# How to complete this task
Restate the records underneath, keeping each one exactly the same.

*** Block opens ***

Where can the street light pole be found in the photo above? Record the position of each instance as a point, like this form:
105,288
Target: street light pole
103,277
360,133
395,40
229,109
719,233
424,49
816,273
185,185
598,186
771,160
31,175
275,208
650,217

*** Block closes ***

# Expected answer
Where can the street light pole be found in the photo above? Record the position of each instance as a point, like this form:
105,288
Target: street light pole
103,277
360,133
395,40
229,109
719,233
424,49
816,273
185,185
598,186
771,160
31,175
275,208
650,217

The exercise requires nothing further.